Written tasks =>
1/ In the mailing list message, copy the passage from "Greg Sanders [ARCHIVE]" to "not-bold numbers mean?".
2/ According to the mailing list message, which lengths would BIP173 be amended to permit for now?
3/ Render this sentence from the mailing list message in French: "That brings me to Matt's point: there is no need to do this right now."

[Document passage start]

Greg Sanders [ARCHIVE] on Nostr: 📅 Original date posted:2020-07-15 📝 Original message:Can you make it clear what ...

📅 Original date posted:2020-07-15
📝 Original message:Can you make it clear what the bold vs not-bold numbers mean?

On Wed, Jul 15, 2020 at 4:56 PM Russell O'Connor via bitcoin-dev <
bitcoin-dev at lists.linuxfoundation.org> wrote:

> On Wed, Nov 13, 2019 at 1:31 AM Pieter Wuille via bitcoin-dev <
> bitcoin-dev at lists.linuxfoundation.org> wrote:
>
>>
>> That brings me to Matt's point: there is no need to do this right now. We
>> can simply amend BIP173 to only permit length 20 and length 32 (and only
>> length 20 for v0, if you like; but they're so far apart that permitting
>> both shouldn't hurt), for now. Introducing the "new" address format (the
>> one using an improved checksum algorithm) only needs to be there in time
>> for when a non-32-byte-witness-program would come in sight.

[Document passage end]
[Excerpted data start]

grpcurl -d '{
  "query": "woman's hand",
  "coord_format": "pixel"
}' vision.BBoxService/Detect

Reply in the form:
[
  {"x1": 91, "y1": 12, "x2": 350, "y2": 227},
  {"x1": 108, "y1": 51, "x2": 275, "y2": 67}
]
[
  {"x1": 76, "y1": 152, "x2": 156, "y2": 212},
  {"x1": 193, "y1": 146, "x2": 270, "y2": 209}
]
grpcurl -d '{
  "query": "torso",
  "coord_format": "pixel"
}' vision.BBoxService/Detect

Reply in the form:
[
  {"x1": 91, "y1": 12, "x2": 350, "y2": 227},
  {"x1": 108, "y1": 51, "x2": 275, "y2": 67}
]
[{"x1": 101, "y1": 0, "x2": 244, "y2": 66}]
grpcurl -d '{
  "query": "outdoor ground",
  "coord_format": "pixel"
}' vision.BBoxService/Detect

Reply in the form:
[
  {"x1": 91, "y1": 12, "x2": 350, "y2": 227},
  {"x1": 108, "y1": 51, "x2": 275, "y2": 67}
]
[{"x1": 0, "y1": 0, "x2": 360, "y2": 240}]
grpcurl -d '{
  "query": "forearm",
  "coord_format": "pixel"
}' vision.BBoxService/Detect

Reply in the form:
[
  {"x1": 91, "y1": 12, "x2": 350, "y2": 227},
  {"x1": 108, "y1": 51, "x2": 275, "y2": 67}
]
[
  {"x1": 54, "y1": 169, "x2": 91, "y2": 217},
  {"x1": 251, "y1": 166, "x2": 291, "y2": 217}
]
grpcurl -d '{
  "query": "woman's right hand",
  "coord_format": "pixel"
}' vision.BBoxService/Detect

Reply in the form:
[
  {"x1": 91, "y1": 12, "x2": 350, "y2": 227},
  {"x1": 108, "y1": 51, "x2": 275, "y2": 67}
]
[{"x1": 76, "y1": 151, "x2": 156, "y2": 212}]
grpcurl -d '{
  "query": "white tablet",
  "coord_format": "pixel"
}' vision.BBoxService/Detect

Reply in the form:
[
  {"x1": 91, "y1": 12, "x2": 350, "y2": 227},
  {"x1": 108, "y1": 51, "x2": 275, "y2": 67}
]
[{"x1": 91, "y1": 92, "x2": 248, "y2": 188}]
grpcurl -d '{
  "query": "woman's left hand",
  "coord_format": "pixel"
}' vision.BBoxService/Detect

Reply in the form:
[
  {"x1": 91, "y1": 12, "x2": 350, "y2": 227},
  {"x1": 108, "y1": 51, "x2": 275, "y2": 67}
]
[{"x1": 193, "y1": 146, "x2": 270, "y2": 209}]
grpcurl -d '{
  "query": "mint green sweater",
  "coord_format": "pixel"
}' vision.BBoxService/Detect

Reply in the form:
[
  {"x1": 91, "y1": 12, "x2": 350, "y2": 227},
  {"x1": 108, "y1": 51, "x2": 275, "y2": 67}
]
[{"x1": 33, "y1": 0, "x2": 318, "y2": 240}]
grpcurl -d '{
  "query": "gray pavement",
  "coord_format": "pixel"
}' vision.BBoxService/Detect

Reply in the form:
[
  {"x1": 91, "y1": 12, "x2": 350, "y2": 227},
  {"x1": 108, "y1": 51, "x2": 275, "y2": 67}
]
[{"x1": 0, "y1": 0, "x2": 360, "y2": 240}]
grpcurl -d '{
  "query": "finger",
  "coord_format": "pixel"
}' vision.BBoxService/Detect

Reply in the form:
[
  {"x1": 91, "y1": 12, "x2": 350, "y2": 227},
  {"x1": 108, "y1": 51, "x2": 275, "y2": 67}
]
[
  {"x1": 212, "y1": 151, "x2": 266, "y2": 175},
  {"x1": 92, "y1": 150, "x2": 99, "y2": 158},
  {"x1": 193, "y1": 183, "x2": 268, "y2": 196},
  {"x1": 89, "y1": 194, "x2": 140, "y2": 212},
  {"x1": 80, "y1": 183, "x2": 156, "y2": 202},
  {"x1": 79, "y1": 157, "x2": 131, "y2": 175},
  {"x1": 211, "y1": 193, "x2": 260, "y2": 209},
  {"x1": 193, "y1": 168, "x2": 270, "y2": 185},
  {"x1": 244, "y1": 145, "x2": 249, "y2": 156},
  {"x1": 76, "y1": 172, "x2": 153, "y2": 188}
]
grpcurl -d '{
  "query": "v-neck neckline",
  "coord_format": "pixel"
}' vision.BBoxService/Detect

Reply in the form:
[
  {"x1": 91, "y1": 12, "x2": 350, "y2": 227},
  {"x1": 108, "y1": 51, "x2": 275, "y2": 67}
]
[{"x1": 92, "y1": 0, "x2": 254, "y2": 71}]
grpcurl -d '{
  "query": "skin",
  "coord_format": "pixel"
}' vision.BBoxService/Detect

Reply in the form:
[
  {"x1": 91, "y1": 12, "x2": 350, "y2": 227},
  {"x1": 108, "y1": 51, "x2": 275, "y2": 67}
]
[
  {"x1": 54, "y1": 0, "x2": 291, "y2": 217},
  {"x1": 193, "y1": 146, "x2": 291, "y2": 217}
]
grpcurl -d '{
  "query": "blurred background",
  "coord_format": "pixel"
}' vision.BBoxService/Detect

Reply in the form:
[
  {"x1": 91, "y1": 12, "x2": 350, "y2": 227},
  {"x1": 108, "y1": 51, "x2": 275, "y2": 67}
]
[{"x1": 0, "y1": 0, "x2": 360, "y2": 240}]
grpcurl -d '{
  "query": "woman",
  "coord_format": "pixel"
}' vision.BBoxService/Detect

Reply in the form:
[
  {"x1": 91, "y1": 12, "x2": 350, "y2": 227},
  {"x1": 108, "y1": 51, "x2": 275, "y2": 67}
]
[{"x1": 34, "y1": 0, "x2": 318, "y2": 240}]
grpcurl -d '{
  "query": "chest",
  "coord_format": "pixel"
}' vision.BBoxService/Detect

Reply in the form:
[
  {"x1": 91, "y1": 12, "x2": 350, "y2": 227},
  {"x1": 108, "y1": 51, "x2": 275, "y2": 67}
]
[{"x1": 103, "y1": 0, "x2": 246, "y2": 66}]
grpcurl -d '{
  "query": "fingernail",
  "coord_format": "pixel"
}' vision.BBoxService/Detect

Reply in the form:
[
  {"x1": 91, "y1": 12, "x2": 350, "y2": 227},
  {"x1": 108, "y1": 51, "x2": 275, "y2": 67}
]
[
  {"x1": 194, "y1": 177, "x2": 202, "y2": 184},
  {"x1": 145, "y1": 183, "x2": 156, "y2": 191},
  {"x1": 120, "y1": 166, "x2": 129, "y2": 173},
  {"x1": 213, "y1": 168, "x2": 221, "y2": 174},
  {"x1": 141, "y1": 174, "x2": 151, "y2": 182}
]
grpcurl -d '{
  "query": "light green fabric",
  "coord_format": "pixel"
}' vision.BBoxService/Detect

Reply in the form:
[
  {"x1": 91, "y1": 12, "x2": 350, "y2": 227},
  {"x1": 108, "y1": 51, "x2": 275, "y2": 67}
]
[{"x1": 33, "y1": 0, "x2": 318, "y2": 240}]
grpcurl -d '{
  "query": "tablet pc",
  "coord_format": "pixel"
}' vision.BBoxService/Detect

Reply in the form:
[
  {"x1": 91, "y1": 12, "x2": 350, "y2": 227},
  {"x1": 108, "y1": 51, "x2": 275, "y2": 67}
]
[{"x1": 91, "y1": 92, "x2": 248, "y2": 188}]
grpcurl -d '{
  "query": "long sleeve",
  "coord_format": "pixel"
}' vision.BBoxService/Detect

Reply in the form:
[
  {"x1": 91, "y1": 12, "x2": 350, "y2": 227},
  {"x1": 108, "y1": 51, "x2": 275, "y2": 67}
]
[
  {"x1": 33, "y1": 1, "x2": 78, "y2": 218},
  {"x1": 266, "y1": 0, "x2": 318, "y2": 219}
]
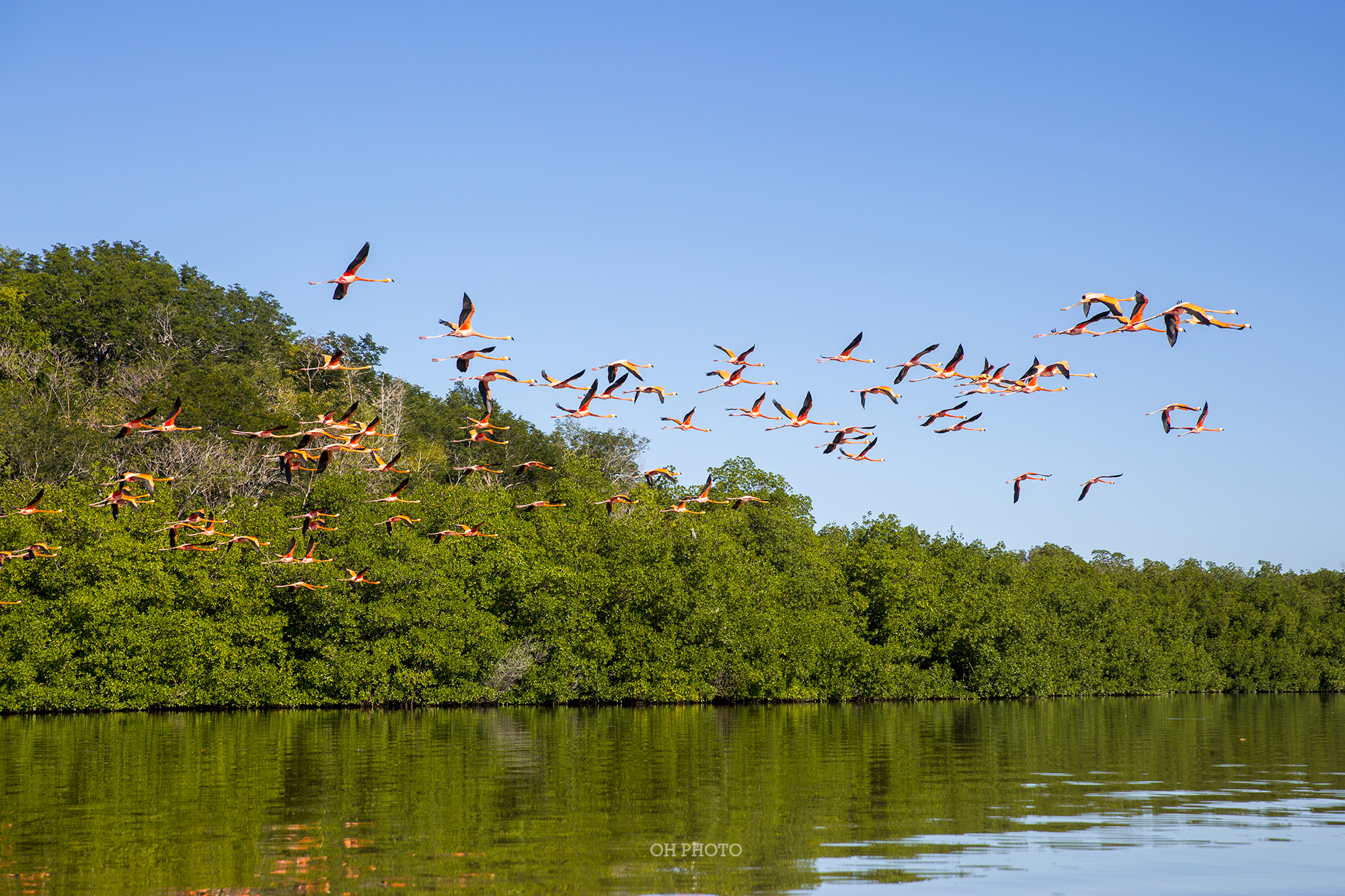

[Excerpted data end]

Answers for this exercise =>
1/
Greg Sanders [ARCHIVE] on Nostr: 📅 Original date posted:2020-07-15 📝 Original message:Can you make it clear what ...

📅 Original date posted:2020-07-15
📝 Original message:Can you make it clear what the bold vs not-bold numbers mean?

2/ Length 20 and length 32.

3/ Cela m'amène à la remarque de Matt : il n'est pas nécessaire de faire cela maintenant.